= Given text =
The abundance of good building stone influenced the style of architecture,
which is seen even in many of the cottages, whose picturesqueness adds much
to the beauty of the villages. Thatch, either of reed or straw, is still common,
being found even in Oakham, and roofs of Colleyweston and other 'stone
slates' are found almost everywhere. Except in Oakham and Uppingham,
brick is little used, though bricks were being made in the county at the close of
the 17th century. (fn. 14)
Possibly the Saxon queens had a hall at Oakham from which the affairs
of the Soke of Oakham were administered, but the existing hall was built by
Walchelin de Ferrers about 1190. It belonged to an early fortified house, not
properly a castle, as it is sometimes called; Essendine Castle and Woodhead
Castle were perhaps of the same nature, but nothing remains of either except
the earthworks. The first Norman lords, being absentees, would require
houses, probably of an unsubstantial character, only for their bailiffs and
other officers, but the disposal of sub-manors had begun before the Conquest
and subinfeudation grew rapidly afterwards. The little castles consisting of a
mount, or mount with a bailey attached, which dot the country, are generally
attributed to the 'Anarchy' of Stephen's reign, but it well may be that some
of them belong to the early period of the Barons' Wars. They probably had
wooden towers crowning the mount and palisades defending the lower earthworks. Such castles were thrown up at Pilton, Beaumont Chase, and Burley,
but they soon became useless for military purposes.
The fortified manor house of Oakham, to which the name of castle
became attached in the 13th century, consisted of two courts, surrounded by a
broad ditch, in the first of which stood the existing late 12th-century hall.
This hall is one of the most beautiful and least spoilt examples of the architecture of the period to be found in any domestic building in England, the exquisite detail of the arches and capitals of the arcades being nowhere excelled.

= Problem set =
a) According to the passage on building and Oakham's hall, why would the first Norman lords have required houses only for their bailiffs and other officers? Answer in one to three sentences.
b) Find every line of the entries that contains the string "mountain", and copy each one. Case counts.
The passage and the entries below it were taken from unrelated sources.

= Record excerpts =
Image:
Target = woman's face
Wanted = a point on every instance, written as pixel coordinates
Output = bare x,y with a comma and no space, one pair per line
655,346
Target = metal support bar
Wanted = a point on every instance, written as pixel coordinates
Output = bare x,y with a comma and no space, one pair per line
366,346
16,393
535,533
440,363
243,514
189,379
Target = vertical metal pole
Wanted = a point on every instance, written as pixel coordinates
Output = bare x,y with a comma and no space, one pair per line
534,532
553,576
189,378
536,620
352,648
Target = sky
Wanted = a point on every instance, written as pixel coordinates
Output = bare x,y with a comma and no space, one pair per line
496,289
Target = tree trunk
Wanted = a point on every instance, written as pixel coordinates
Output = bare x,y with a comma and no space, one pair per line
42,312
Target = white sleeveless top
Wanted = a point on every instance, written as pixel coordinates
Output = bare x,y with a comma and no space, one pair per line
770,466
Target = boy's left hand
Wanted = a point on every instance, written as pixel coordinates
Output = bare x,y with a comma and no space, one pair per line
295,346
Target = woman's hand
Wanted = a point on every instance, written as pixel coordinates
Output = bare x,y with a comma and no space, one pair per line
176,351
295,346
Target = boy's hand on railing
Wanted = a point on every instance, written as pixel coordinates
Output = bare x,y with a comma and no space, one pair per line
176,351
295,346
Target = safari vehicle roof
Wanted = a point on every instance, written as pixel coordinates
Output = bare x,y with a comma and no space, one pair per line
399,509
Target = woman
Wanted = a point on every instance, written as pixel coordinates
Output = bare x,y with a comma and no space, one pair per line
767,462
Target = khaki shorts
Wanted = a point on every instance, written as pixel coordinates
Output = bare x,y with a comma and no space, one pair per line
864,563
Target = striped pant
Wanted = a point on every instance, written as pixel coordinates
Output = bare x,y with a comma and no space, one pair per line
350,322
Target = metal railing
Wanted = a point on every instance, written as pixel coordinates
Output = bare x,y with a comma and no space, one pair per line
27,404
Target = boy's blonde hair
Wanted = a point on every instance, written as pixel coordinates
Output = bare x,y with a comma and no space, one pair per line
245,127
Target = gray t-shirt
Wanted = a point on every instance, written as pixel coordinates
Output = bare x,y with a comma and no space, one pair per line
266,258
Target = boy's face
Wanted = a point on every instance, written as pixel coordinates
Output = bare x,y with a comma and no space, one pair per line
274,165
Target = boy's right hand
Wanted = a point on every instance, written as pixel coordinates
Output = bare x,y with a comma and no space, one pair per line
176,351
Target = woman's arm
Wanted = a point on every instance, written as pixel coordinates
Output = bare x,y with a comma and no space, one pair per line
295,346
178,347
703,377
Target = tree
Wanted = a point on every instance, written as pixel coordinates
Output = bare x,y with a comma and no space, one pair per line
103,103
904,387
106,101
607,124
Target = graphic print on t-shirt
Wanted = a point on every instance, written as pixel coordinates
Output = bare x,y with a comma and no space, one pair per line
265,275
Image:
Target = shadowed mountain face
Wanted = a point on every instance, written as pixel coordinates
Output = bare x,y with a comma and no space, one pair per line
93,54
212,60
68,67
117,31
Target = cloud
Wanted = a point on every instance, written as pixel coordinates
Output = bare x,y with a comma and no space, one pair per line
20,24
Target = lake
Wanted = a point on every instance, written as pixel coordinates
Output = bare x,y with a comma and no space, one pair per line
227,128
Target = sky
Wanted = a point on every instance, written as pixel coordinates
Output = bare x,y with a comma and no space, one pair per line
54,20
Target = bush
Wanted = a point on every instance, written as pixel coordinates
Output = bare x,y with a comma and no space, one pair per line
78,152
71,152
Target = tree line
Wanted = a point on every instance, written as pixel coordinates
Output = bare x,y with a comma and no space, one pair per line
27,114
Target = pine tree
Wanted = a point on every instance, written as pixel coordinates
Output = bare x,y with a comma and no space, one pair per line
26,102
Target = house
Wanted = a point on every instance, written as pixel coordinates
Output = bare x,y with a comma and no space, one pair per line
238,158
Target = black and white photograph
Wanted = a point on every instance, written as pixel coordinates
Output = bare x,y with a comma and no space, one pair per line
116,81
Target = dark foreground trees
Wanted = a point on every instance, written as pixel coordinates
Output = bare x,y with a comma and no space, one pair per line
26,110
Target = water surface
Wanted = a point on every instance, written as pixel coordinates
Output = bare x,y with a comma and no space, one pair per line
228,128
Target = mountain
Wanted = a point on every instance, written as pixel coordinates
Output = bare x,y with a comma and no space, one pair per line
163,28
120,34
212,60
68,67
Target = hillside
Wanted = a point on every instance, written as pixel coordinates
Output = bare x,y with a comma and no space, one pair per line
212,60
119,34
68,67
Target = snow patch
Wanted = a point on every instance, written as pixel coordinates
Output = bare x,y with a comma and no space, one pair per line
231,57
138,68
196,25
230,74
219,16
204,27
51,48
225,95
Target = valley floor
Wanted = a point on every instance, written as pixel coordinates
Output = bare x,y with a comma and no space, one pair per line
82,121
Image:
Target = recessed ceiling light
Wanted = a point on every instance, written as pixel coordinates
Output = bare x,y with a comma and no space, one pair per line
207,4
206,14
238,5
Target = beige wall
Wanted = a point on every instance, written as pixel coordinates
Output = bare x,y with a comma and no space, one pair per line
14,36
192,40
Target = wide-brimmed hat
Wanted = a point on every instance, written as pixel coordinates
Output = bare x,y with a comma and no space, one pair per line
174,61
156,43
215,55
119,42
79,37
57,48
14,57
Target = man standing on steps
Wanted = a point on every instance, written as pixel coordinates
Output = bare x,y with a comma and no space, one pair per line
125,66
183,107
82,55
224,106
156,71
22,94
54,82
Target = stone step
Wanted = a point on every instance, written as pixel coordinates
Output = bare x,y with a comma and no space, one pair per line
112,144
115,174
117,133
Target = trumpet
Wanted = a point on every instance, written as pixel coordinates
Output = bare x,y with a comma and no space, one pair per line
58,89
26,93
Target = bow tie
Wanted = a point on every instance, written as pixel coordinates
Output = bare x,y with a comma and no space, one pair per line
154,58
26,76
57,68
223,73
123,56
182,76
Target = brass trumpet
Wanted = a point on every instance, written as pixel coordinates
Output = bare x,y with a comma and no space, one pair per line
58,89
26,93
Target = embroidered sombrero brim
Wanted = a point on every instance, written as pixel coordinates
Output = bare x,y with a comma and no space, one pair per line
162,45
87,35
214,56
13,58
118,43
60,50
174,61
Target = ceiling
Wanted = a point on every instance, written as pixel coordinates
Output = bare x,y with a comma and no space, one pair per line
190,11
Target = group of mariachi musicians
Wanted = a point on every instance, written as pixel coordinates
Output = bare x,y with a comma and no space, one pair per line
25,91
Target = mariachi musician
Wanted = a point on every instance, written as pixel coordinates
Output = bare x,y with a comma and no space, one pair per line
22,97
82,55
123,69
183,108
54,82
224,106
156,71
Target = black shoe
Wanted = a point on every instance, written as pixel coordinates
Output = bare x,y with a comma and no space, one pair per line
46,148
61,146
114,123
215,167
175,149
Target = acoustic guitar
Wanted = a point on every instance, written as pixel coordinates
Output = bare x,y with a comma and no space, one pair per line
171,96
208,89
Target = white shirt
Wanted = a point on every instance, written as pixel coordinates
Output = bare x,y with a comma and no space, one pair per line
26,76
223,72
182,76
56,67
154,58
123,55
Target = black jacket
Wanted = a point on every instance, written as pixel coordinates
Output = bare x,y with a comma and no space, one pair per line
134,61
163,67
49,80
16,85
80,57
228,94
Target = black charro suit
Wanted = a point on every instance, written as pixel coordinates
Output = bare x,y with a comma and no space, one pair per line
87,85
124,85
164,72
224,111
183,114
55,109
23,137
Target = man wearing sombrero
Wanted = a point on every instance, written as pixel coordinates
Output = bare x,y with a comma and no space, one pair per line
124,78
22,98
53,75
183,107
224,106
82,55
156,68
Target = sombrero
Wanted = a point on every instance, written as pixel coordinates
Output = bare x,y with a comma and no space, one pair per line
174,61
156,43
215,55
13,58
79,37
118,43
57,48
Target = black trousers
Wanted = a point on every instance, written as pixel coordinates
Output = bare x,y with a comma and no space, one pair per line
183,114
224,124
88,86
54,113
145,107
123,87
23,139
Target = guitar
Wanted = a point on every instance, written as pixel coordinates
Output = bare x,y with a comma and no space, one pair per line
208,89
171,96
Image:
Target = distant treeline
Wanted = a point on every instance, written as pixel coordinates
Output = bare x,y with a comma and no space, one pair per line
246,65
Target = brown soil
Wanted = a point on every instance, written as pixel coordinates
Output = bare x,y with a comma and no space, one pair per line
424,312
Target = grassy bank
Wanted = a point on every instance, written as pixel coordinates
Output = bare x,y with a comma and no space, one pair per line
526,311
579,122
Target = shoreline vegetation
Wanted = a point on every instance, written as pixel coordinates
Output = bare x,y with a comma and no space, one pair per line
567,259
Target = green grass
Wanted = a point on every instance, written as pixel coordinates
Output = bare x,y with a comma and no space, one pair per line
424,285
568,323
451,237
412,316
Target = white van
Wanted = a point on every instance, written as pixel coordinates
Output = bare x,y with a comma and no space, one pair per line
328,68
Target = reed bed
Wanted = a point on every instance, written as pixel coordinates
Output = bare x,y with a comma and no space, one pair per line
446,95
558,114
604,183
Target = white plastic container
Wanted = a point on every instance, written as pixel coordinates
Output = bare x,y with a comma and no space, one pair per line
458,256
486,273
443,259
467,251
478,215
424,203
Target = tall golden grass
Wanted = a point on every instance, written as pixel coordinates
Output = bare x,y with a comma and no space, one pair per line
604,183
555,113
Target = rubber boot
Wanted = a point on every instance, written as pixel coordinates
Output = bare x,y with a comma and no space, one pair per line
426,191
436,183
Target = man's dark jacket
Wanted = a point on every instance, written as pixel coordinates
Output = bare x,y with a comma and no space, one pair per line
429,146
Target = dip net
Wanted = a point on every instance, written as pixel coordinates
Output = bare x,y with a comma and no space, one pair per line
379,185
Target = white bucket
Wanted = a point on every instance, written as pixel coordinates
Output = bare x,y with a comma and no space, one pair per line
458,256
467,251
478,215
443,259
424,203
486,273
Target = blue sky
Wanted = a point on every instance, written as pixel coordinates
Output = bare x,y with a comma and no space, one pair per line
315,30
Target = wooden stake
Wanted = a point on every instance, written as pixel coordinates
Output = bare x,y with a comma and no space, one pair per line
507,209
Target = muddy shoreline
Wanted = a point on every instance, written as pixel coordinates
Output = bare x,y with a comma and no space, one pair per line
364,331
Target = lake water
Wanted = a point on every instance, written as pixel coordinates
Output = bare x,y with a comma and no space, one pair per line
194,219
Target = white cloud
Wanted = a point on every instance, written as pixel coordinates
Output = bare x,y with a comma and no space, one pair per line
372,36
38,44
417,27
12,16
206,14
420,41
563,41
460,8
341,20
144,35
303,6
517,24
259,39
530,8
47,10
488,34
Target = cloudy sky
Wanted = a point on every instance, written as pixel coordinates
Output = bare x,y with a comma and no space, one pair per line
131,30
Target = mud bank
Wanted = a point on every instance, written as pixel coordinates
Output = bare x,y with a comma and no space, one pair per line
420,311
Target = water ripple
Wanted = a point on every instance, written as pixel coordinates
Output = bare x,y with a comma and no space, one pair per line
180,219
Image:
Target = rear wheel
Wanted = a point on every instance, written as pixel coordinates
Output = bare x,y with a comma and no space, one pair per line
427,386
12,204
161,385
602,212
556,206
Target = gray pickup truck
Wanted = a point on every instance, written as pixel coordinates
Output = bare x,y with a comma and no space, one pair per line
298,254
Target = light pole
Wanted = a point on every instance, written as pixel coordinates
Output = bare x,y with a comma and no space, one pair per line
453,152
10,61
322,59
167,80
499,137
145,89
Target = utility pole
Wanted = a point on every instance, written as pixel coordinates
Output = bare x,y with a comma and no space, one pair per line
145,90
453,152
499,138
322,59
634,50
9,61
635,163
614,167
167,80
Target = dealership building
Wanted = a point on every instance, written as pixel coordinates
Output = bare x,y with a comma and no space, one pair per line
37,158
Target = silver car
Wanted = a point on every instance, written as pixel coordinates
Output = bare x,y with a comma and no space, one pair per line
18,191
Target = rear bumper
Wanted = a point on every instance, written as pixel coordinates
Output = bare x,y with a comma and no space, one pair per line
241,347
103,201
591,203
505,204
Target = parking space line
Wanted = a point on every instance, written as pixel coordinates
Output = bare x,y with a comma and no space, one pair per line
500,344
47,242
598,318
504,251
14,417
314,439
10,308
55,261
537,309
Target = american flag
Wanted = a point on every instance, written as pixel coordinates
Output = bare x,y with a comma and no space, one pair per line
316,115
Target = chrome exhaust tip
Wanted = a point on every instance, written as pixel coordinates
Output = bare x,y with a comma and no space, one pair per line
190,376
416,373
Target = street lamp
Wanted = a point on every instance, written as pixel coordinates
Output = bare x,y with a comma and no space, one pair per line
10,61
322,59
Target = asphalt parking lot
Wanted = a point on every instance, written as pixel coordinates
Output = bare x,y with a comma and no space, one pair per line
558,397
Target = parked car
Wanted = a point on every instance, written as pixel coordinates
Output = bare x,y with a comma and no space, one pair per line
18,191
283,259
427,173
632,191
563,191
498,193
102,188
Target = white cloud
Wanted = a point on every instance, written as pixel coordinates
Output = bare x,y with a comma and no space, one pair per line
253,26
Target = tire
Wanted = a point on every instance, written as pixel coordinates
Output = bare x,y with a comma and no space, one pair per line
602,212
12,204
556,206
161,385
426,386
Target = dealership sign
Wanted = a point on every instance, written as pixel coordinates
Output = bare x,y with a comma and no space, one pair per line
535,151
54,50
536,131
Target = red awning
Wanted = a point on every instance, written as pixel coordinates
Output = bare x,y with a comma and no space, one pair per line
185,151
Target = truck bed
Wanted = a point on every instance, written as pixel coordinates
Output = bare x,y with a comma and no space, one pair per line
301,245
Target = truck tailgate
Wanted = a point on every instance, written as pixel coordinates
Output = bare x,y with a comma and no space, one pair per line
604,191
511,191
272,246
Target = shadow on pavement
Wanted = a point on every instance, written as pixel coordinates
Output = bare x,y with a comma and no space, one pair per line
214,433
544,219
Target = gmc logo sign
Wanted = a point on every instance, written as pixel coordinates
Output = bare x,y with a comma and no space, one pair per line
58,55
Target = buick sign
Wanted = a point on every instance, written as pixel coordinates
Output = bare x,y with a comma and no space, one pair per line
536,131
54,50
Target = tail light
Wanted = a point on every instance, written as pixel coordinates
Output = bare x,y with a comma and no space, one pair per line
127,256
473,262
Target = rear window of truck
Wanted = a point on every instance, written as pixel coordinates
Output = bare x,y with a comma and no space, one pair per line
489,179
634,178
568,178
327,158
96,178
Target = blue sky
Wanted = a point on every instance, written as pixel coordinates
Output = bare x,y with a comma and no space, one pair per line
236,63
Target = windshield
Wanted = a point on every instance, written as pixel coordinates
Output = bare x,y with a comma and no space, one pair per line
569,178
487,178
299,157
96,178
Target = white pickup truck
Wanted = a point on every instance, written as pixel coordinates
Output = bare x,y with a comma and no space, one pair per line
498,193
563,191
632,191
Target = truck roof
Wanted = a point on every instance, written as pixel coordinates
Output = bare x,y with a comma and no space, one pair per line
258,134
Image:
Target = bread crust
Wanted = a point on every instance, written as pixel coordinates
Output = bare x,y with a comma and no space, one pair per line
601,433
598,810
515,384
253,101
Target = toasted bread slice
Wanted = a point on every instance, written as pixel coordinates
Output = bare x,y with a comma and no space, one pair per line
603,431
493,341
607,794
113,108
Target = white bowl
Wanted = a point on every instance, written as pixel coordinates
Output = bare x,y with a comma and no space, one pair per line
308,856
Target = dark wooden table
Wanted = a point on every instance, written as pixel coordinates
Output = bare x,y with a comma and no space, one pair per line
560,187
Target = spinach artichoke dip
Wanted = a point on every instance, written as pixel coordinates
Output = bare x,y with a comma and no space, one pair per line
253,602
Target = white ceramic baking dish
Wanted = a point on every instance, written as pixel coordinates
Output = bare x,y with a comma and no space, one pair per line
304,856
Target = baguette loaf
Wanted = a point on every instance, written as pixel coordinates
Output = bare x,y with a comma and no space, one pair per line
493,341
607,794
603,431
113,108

= Solved problems =
a) The first Norman lords were absentees, so they would have needed houses, probably of an unsubstantial character, only for their bailiffs and other officers.

b)
Target = shadowed mountain face
Target = mountain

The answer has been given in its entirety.